_EXERCISE OBJECTIVE_
Please collect every line in the items below that contains the string "visibility", and treat uppercase and lowercase letters as different.

_RECORDS FOR THE TASK_
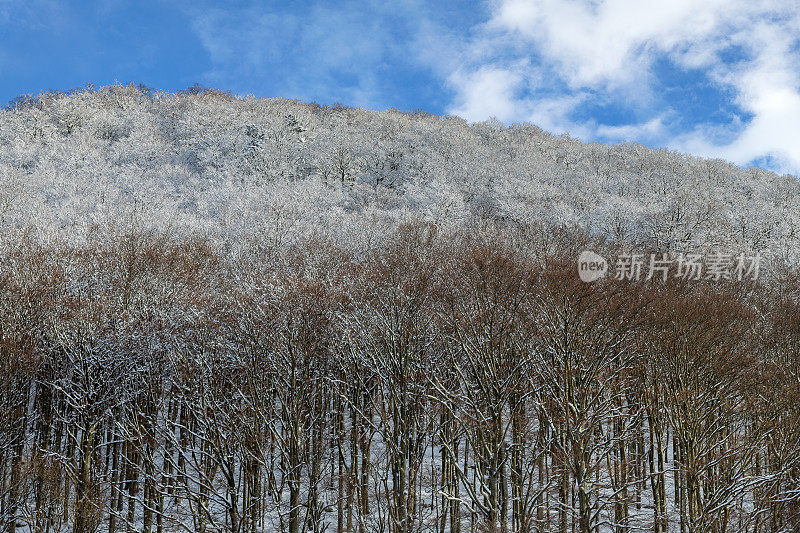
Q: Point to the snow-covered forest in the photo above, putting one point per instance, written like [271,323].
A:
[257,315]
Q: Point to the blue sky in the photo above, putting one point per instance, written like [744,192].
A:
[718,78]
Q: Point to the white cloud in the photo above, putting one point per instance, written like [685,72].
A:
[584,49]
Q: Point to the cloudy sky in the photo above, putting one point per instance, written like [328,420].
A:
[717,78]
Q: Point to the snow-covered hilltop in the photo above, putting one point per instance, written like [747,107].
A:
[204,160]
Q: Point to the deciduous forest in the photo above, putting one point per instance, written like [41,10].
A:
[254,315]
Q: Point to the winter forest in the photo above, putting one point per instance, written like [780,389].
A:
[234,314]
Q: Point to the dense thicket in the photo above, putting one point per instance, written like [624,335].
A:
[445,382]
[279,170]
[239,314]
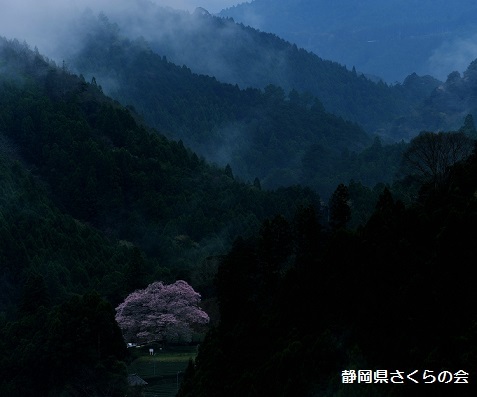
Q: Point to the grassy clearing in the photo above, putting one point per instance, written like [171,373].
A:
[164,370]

--

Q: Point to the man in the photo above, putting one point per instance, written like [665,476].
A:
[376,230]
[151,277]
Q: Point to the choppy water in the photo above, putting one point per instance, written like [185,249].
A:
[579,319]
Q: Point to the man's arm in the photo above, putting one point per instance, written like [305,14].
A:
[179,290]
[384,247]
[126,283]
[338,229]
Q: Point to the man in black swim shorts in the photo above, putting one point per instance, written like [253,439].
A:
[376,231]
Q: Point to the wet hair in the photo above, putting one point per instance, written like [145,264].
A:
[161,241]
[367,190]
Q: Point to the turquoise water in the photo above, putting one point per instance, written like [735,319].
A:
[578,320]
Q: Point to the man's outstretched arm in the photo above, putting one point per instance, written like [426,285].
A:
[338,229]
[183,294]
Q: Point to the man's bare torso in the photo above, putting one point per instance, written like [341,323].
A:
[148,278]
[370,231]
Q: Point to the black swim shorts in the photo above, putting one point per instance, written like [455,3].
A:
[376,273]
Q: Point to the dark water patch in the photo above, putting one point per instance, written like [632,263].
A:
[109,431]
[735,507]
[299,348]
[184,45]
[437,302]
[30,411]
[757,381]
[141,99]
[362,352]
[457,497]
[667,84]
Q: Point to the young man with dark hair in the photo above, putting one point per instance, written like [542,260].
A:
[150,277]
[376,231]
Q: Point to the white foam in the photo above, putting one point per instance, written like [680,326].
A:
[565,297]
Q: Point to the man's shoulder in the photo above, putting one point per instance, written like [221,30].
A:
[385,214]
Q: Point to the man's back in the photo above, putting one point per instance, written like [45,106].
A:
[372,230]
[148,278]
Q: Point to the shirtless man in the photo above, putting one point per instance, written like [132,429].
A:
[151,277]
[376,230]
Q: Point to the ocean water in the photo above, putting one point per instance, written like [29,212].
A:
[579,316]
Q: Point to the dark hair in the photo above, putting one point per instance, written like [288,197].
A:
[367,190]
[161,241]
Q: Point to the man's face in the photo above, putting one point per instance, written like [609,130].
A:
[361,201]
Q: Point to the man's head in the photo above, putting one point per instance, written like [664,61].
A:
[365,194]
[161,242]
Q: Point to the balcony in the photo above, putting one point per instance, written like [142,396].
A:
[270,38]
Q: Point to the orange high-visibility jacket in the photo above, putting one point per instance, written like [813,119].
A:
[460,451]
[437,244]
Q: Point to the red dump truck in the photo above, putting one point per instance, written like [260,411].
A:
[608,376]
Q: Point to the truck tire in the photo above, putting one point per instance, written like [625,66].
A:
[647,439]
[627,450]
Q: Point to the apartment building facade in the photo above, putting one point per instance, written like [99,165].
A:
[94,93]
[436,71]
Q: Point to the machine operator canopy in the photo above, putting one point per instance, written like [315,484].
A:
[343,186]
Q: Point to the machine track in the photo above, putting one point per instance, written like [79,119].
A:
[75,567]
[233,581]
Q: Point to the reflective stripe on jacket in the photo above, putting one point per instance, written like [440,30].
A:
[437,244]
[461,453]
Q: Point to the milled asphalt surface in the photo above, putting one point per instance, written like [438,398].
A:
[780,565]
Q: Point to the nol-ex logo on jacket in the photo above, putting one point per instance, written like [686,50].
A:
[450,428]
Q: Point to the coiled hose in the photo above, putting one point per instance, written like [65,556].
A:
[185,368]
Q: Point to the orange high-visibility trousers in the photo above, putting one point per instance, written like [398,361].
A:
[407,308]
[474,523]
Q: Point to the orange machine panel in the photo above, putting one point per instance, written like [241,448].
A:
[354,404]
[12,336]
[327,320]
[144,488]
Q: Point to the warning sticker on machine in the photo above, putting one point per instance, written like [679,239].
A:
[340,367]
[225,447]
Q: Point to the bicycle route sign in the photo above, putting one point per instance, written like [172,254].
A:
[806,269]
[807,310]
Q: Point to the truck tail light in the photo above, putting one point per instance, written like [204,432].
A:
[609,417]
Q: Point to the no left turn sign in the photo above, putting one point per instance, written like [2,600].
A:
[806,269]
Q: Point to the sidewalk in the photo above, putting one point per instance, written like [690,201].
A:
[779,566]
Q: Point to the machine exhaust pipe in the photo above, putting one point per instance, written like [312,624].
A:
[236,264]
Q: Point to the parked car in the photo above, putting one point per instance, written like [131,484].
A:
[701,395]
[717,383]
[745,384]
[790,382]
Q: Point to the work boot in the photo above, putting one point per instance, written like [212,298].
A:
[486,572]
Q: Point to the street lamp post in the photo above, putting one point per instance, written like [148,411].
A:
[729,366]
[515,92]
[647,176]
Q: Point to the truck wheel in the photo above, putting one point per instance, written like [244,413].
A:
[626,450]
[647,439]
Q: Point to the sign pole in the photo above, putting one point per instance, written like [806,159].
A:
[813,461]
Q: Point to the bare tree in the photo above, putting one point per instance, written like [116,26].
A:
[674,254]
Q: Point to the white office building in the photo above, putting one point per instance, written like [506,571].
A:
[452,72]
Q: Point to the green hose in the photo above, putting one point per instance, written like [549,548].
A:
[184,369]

_RESULT OF THIS EXERCISE_
Q: Point to the orange high-visibility jacket in the photo above, putting one point per instance, written like [813,119].
Q: Point to the orange high-visibility trousers in the photo above, putting one point per instance, written like [398,361].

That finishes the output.